• [Excerpted text]
Most respondents were aware of the different support available to help meet the costs of heating in winter months. The majority of respondents said that they had heard of Winter Fuel Payments (96 per cent) and Cold Weather Payments (89 per cent). Most were also "confident" or "very confident" what these were (89 per cent and 77 per cent respectively). More than three in five (62 per cent) respondents said that they know what the Warm Home Discount scheme is. More than half (57 per cent) said that they were "confident" or "very confident" that they know the difference between Winter Fuel Payment and Warm Home Discount.

More than one in five (21 per cent) said that meeting the cost of fuel for heating caused them financial difficulty throughout the year, and a further 55 per cent said it caused financial difficulty in colder months.

Around half (51 per cent) said that they would know where to go for information on Cold Weather Payment and/or Winter Fuel Payment. A quarter had accessed information about these benefits at Gov.uk. The other more common places to get information were friends or family and Citizens Advice.

More than half (56 per cent) of respondents said that they had received a Winter Fuel Payment. Of those respondents, almost four in five (77 per cent) said that they had received the payment automatically, and one in six (16 per cent) had applied for the payment. Those who had gone through an application process to receive Winter Fuel Payment mostly had a positive experience, and said that the process was quick and simple, that they had received enough information and that the payment had been helpful. They suggested that it could be improved by increasing the amount of the payment and that it could be more widely advertised.

More than eight in ten (81 per cent) respondents who had received Winter Fuel Payment said that they received a letter to tell them that they were going to receive the payment. Almost all of these people said that they understood why they got the letter, and many said there was nothing they would change about it. Some said that it could be improved by making the difference between Winter Fuel Payment and Cold Weather Payment clearer, or suggested that the format of the letter could be more accessible or that they would prefer email communications.

A small number of respondents who had received Winter Fuel Payment said that their energy supply was "off-grid". Among these respondents, the most popular time of year to receive the payment would be September/October. These respondents described a preferences for being able to buy fuel when it is cheaper (i.e. in warmer months), although some said that they would rather receive the payment during the months when bills themselves are higher.

More than half (58 per cent) of respondents said that they had received a Cold Weather Payment. More than three in five of these (63 per cent) said that their experience of the payment was "good" or "very good". The fact that it is paid automatically into their account was highlighted as particularly positive. Others commented that the payment eased financial pressure and allowed them to heat their homes during cold spells.

• [Data]
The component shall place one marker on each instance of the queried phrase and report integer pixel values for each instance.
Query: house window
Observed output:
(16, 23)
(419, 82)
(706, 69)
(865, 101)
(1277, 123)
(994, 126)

• [Exercise set]
**1.** Answer these questions using the survey summary on winter heating support:
(a) What percentage of respondents said they had heard of Cold Weather Payments?
(b) At which website had a quarter of respondents accessed information about these benefits?
(c) Which time of year did off-grid respondents most often prefer for receiving the payment?
**2.** List every place the survey summary on winter heating support names as a source respondents used for information about Cold Weather Payment and Winter Fuel Payment.
**3.** Write the next paragraph of the survey summary on winter heating support.

• [Results by task]
**1.**
(a) 89 per cent
(b) Gov.uk
(c) September/October

**2.**
- Gov.uk
- Friends or family
- Citizens Advice

**3.**
However there were a number of areas that were highlighted for improvement. In particular many felt that the requirement for seven consecutive days at or below zero degrees celcius was too strict and that it made it difficult to plan - not knowing whether the cold spell will last the full seven days prevented some from putting their heating on when needed.

Some also felt that the temperature cut-off was too strict, that many will find it very cold when temperatures are slightly above freezing, and that the cut-off does not account for wind chill or temperature variation within a region (for example if a house is on a hill). Some felt that individual circumstances should be taken into account - for example if someone has a health condition which impacts on their temperature regulation, the insulation within the home, or whether the house is on or off-grid. A number of respondents also highlighted that for those with pre-paid meters the payment comes weeks after it is needed.

Three quarters of respondents who had received a Cold Weather Payment said that they had received a letter to tell them that they were getting the payment. Almost all (97 per cent) of these respondents said that they understood why they were getting the payment. When asked if there was anything they would change about the letter, some felt that it was unnecessary, or said that it had arrived after the payment had been received.

Almost three in five (59 per cent) respondents who had experience of Cold Weather Payment "agreed" or "strongly agreed" that the timing of the payment was helpful. Many said that it was helpful and that they were able to put the payment towards their next bill. However, a number of respondents said it was very rare that they received a payment and that they found it hard to predict. The timing of the payment was also highlighted as a problem for those with pre-paid meters.

One in six (16 per cent) respondents who had experience of Cold Weather Payment said that they had at some point expected a payment but not received one. These experiences concerned, in the main, people who felt the temperature where they live was different to the measurement point for their area, or those who felt the criteria for payment were too strict. A small number had experienced processing errors.